REQUIREMENT » Render every line of the listing below as a JSON array of strings, one string per line, omitting blank lines and leaving out the picture.

MATERIAL FOR THIS TASK »
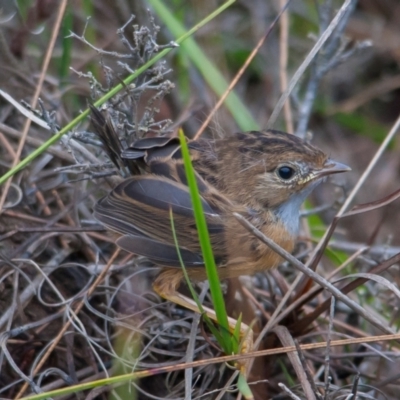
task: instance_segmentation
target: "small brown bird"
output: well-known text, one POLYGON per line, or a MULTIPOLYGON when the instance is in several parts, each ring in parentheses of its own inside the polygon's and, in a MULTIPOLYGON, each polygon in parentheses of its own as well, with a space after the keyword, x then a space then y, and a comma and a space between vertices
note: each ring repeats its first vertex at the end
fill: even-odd
MULTIPOLYGON (((103 135, 105 129, 113 130, 98 111, 92 121, 98 133, 100 128, 103 135)), ((189 141, 188 145, 221 279, 254 274, 282 261, 238 222, 234 212, 291 252, 305 198, 327 175, 349 170, 311 144, 278 131, 237 133, 223 139, 189 141)), ((133 162, 135 172, 141 174, 102 198, 95 206, 95 217, 121 234, 118 246, 163 267, 154 282, 162 297, 198 311, 192 300, 177 292, 183 274, 170 209, 189 276, 206 279, 179 140, 140 139, 119 157, 133 162)), ((212 310, 207 313, 215 319, 212 310)), ((235 321, 230 324, 234 326, 235 321)), ((252 347, 252 333, 242 326, 242 336, 246 334, 242 351, 252 347)))

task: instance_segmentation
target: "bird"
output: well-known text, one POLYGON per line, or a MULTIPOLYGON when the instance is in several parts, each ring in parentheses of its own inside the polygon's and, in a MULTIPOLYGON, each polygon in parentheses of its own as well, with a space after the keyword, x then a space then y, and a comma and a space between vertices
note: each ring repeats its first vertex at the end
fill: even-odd
MULTIPOLYGON (((110 120, 94 107, 91 119, 104 146, 114 148, 107 151, 114 163, 132 174, 98 200, 95 218, 119 234, 120 248, 161 267, 153 282, 161 297, 199 312, 178 291, 184 277, 181 261, 191 280, 207 279, 179 139, 141 138, 122 149, 110 120)), ((252 275, 283 261, 235 213, 292 252, 306 197, 327 176, 350 170, 309 142, 277 130, 188 140, 188 148, 220 279, 252 275)), ((216 319, 213 310, 205 312, 216 319)), ((233 318, 229 326, 233 331, 233 318)), ((253 332, 244 323, 240 336, 242 352, 251 351, 253 332)))

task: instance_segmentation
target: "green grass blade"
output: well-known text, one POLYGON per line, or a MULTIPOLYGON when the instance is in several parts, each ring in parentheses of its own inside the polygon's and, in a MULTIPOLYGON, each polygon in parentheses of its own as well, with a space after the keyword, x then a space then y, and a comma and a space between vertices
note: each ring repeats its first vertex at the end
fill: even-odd
POLYGON ((210 329, 211 333, 217 339, 217 342, 218 343, 222 343, 223 342, 222 336, 219 333, 219 331, 215 328, 214 324, 212 323, 212 321, 210 320, 208 315, 205 313, 203 305, 200 302, 199 296, 197 296, 197 293, 194 290, 192 282, 190 281, 189 275, 188 275, 188 273, 186 271, 185 263, 182 260, 181 252, 179 250, 178 237, 176 236, 175 224, 174 224, 174 214, 172 212, 172 209, 169 210, 169 218, 170 218, 170 221, 171 221, 172 236, 174 238, 174 243, 175 243, 176 252, 177 252, 178 258, 179 258, 179 263, 181 265, 181 268, 182 268, 182 271, 183 271, 183 275, 185 277, 185 281, 186 281, 186 284, 188 285, 188 288, 189 288, 190 294, 192 296, 192 299, 195 301, 197 307, 199 308, 199 310, 200 310, 200 312, 202 314, 202 317, 204 318, 204 321, 206 322, 206 324, 207 324, 208 328, 210 329))
POLYGON ((210 283, 211 297, 213 300, 218 323, 221 325, 221 335, 224 338, 224 344, 223 344, 224 350, 228 354, 231 354, 232 350, 231 339, 230 339, 231 334, 229 332, 228 316, 225 309, 224 297, 222 295, 222 290, 217 272, 217 266, 215 265, 210 237, 208 235, 207 222, 204 216, 203 206, 201 204, 201 198, 197 188, 196 177, 190 160, 189 149, 186 143, 185 136, 183 135, 182 131, 179 133, 179 139, 181 143, 182 157, 185 165, 186 178, 190 190, 190 197, 192 199, 192 204, 193 204, 194 216, 196 221, 197 232, 199 235, 201 251, 203 253, 207 278, 210 283))
MULTIPOLYGON (((224 5, 228 7, 234 3, 234 1, 235 0, 227 1, 224 5)), ((158 17, 175 36, 180 36, 185 32, 185 27, 161 0, 149 0, 149 3, 153 6, 158 17)), ((182 44, 182 49, 203 75, 204 80, 209 84, 212 90, 218 97, 221 97, 228 88, 228 83, 218 68, 210 61, 194 39, 188 39, 182 44)), ((225 105, 241 130, 248 131, 259 129, 257 122, 248 108, 234 92, 229 94, 225 100, 225 105)))
MULTIPOLYGON (((189 31, 185 32, 182 36, 180 36, 176 40, 176 43, 180 44, 180 43, 184 42, 187 38, 189 38, 191 35, 193 35, 203 25, 205 25, 207 22, 209 22, 213 18, 215 18, 219 13, 224 11, 225 8, 227 8, 230 5, 231 2, 232 2, 232 0, 227 2, 227 3, 225 3, 225 4, 223 4, 217 10, 215 10, 212 14, 208 15, 206 18, 204 18, 202 21, 200 21, 198 24, 196 24, 192 29, 190 29, 189 31)), ((136 79, 140 74, 142 74, 144 71, 146 71, 148 68, 150 68, 153 64, 155 64, 157 61, 159 61, 162 58, 164 58, 171 50, 172 50, 171 48, 164 49, 160 53, 156 54, 146 64, 144 64, 142 67, 138 68, 133 74, 129 75, 126 79, 124 79, 123 83, 118 84, 112 90, 110 90, 108 93, 106 93, 103 97, 101 97, 99 100, 97 100, 94 103, 94 105, 96 107, 99 107, 102 104, 104 104, 107 100, 111 99, 119 91, 121 91, 126 86, 128 86, 134 79, 136 79)), ((80 122, 82 122, 89 115, 89 113, 90 113, 89 109, 86 109, 85 111, 83 111, 80 115, 78 115, 69 124, 64 126, 64 128, 62 128, 56 135, 52 136, 46 143, 43 143, 40 147, 38 147, 31 154, 29 154, 29 156, 24 158, 14 168, 12 168, 8 172, 6 172, 0 178, 0 185, 2 185, 8 178, 11 178, 13 175, 15 175, 18 171, 20 171, 21 169, 25 168, 30 162, 32 162, 36 157, 38 157, 44 151, 46 151, 51 145, 57 143, 68 131, 70 131, 75 126, 77 126, 80 122)))

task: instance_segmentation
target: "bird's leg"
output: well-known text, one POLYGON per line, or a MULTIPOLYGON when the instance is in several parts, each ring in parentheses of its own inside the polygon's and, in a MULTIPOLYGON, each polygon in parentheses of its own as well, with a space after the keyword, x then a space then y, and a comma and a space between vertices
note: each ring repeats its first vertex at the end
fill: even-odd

RESULT FOR THIS EXERCISE »
[
  "task: instance_segmentation",
  "target: \"small brown bird\"",
  "output: well-known text, one POLYGON per line, or a MULTIPOLYGON when the instance is in several parts, each ring in parentheses of its own inside the polygon's and, in a MULTIPOLYGON, each polygon in parentheses of its own as well, with a space after the keyword, x then a space then y, and a comma and a space between vertices",
  "note: each ring repeats its first vertex at the end",
  "fill: even-odd",
  "MULTIPOLYGON (((103 135, 105 129, 113 130, 98 111, 92 121, 98 133, 100 128, 103 135)), ((189 141, 188 145, 221 279, 254 274, 282 261, 238 222, 234 212, 291 252, 305 198, 327 175, 349 170, 311 144, 278 131, 237 133, 223 139, 189 141)), ((133 162, 135 172, 141 174, 102 198, 95 206, 95 217, 121 234, 118 246, 163 267, 154 282, 162 297, 198 311, 192 300, 177 292, 183 274, 170 209, 189 276, 206 279, 179 140, 140 139, 119 157, 133 162)), ((212 310, 207 313, 215 319, 212 310)), ((235 321, 230 324, 234 326, 235 321)), ((252 347, 252 333, 242 326, 242 336, 246 334, 242 351, 252 347)))",
  "task: instance_segmentation",
  "target: \"bird\"",
  "output: well-known text, one POLYGON per line, or a MULTIPOLYGON when the instance is in several parts, each ring in parentheses of its own inside the polygon's and, in a MULTIPOLYGON, each polygon in parentheses of its own as well, with a space after the keyword, x then a space then y, and a comma and a space between vertices",
  "note: each ring repeats its first vertex at the end",
  "fill: even-odd",
  "MULTIPOLYGON (((110 120, 94 107, 91 119, 104 146, 114 148, 107 151, 114 163, 132 174, 98 200, 95 218, 119 234, 120 248, 161 267, 153 282, 161 297, 199 312, 178 291, 184 277, 181 261, 191 280, 207 279, 179 139, 141 138, 122 149, 110 120)), ((252 275, 283 261, 235 213, 292 252, 306 197, 327 176, 350 170, 309 142, 277 130, 188 140, 188 148, 220 279, 252 275)), ((216 319, 213 310, 205 312, 216 319)), ((233 318, 229 326, 233 331, 233 318)), ((253 332, 244 323, 240 336, 242 352, 251 351, 253 332)))",
  "task: instance_segmentation",
  "target: \"green grass blade\"",
  "output: well-known text, one POLYGON per line, or a MULTIPOLYGON when the instance is in several parts, each ring in parentheses of its own inside the polygon's and, in a MULTIPOLYGON, each polygon in parentheses of its own as well, with a space after the keyword, x then a space then y, and a comma and a space between vertices",
  "note: each ring repeats its first vertex at the end",
  "fill: even-odd",
  "POLYGON ((210 329, 211 333, 217 339, 217 342, 218 343, 222 343, 223 342, 222 336, 219 333, 219 331, 215 328, 214 324, 212 323, 212 321, 210 320, 208 315, 205 313, 203 305, 200 302, 199 296, 197 296, 197 293, 194 290, 192 282, 190 281, 189 275, 188 275, 188 273, 186 271, 185 263, 182 260, 181 252, 179 250, 178 237, 176 236, 175 224, 174 224, 174 214, 172 212, 172 209, 169 210, 169 218, 170 218, 170 221, 171 221, 172 236, 174 238, 174 243, 175 243, 176 252, 177 252, 178 258, 179 258, 179 263, 181 265, 181 268, 182 268, 182 271, 183 271, 183 275, 185 277, 185 281, 186 281, 186 284, 188 285, 188 288, 189 288, 190 294, 192 296, 192 299, 195 301, 197 307, 199 308, 199 310, 200 310, 200 312, 202 314, 202 317, 204 318, 204 321, 206 322, 206 324, 207 324, 208 328, 210 329))",
  "POLYGON ((210 283, 211 297, 213 300, 218 323, 221 325, 221 335, 224 338, 224 344, 223 344, 224 350, 228 354, 231 354, 232 350, 231 339, 230 339, 231 334, 229 332, 228 316, 225 309, 224 297, 222 295, 222 290, 217 272, 217 266, 215 265, 210 237, 208 235, 207 222, 204 216, 203 206, 201 204, 201 198, 197 188, 196 177, 190 160, 189 149, 186 143, 185 136, 183 135, 182 131, 179 133, 179 139, 181 143, 182 157, 185 165, 186 178, 190 190, 190 197, 192 199, 192 204, 193 204, 194 216, 196 221, 197 232, 199 235, 201 251, 203 253, 207 278, 210 283))",
  "MULTIPOLYGON (((224 5, 228 7, 234 3, 234 1, 235 0, 227 1, 224 5)), ((158 17, 175 36, 180 36, 185 32, 185 27, 161 0, 149 0, 149 3, 153 6, 158 17)), ((182 44, 182 49, 203 75, 204 80, 209 84, 212 90, 218 97, 221 97, 228 88, 228 83, 218 68, 210 61, 194 39, 188 39, 182 44)), ((225 105, 241 130, 248 131, 259 129, 257 122, 248 108, 234 92, 229 94, 225 100, 225 105)))",
  "MULTIPOLYGON (((189 31, 185 32, 182 36, 180 36, 176 40, 176 43, 180 44, 180 43, 184 42, 187 38, 189 38, 191 35, 193 35, 203 25, 205 25, 207 22, 209 22, 213 18, 215 18, 219 13, 224 11, 225 8, 227 8, 230 5, 231 2, 232 2, 232 0, 227 2, 227 3, 225 3, 225 4, 223 4, 217 10, 215 10, 212 14, 208 15, 206 18, 204 18, 202 21, 200 21, 198 24, 196 24, 192 29, 190 29, 189 31)), ((136 79, 140 74, 142 74, 144 71, 146 71, 148 68, 150 68, 153 64, 155 64, 157 61, 159 61, 162 58, 164 58, 171 50, 172 50, 171 48, 164 49, 160 53, 156 54, 146 64, 144 64, 142 67, 138 68, 133 74, 129 75, 126 79, 124 79, 123 83, 118 84, 112 90, 110 90, 108 93, 106 93, 103 97, 101 97, 99 100, 97 100, 94 103, 94 105, 96 107, 99 107, 102 104, 104 104, 107 100, 111 99, 119 91, 121 91, 126 86, 128 86, 134 79, 136 79)), ((80 122, 82 122, 89 115, 89 113, 90 113, 89 109, 86 109, 85 111, 83 111, 80 115, 78 115, 69 124, 64 126, 64 128, 62 128, 56 135, 52 136, 46 143, 43 143, 40 147, 38 147, 31 154, 29 154, 29 156, 24 158, 14 168, 12 168, 8 172, 6 172, 0 178, 0 185, 2 185, 8 178, 11 178, 13 175, 15 175, 18 171, 20 171, 21 169, 25 168, 30 162, 32 162, 36 157, 38 157, 44 151, 46 151, 51 145, 57 143, 68 131, 70 131, 75 126, 77 126, 80 122)))",
  "task: instance_segmentation",
  "target: \"bird's leg\"",
  "output: well-known text, one POLYGON per line, or a MULTIPOLYGON when the instance is in several parts, each ring in parentheses of its own inside the polygon's and, in a MULTIPOLYGON, each polygon in parentheses of its own as well, with a space after the keyword, x then a space then y, and a comma and a space between vertices",
  "note: each ring repeats its first vertex at the end",
  "fill: even-odd"
]